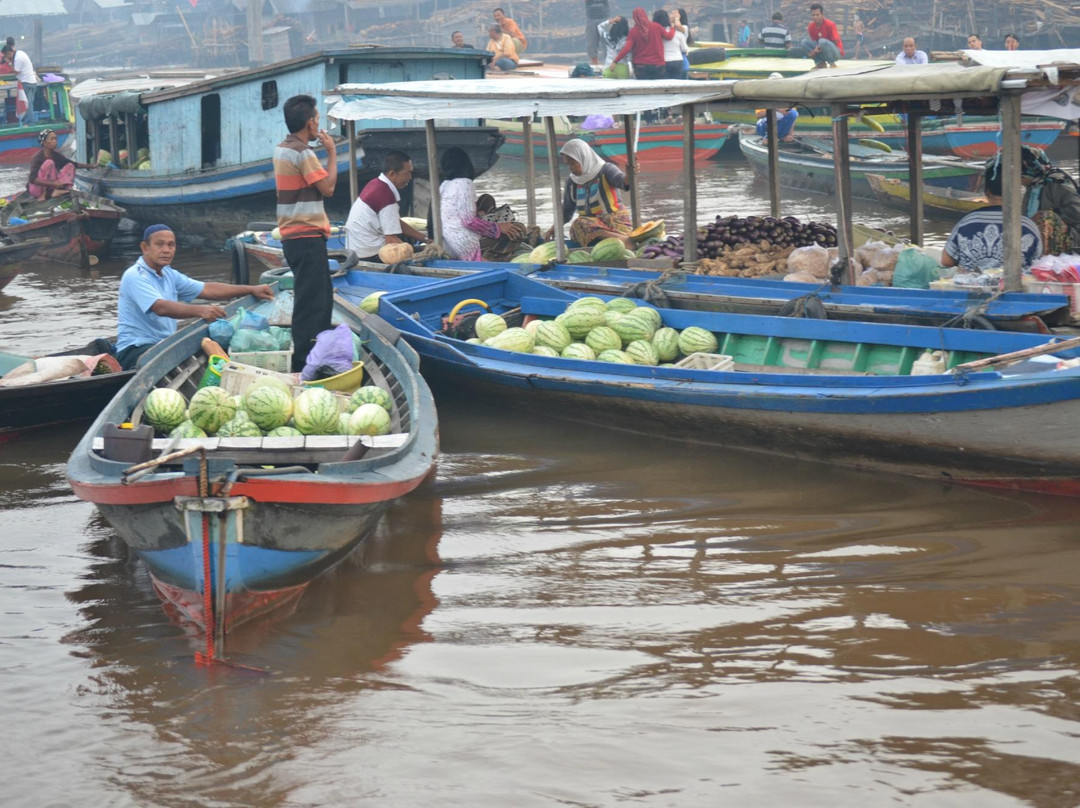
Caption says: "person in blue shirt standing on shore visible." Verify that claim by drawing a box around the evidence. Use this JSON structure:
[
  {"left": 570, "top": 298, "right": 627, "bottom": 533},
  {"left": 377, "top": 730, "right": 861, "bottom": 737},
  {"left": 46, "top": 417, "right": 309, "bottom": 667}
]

• WHAT YOU NEED TO DO: Pull every line of text from the listing above, unchanged and in the same order, and leave the pictures out.

• FINAL RESULT:
Caption says: "person in blue shirt standing on shore visible." Verify that claim by drawing a box around the evidence. Use this JSON structure:
[
  {"left": 570, "top": 298, "right": 627, "bottom": 533},
  {"left": 377, "top": 730, "right": 861, "bottom": 737},
  {"left": 46, "top": 417, "right": 309, "bottom": 667}
]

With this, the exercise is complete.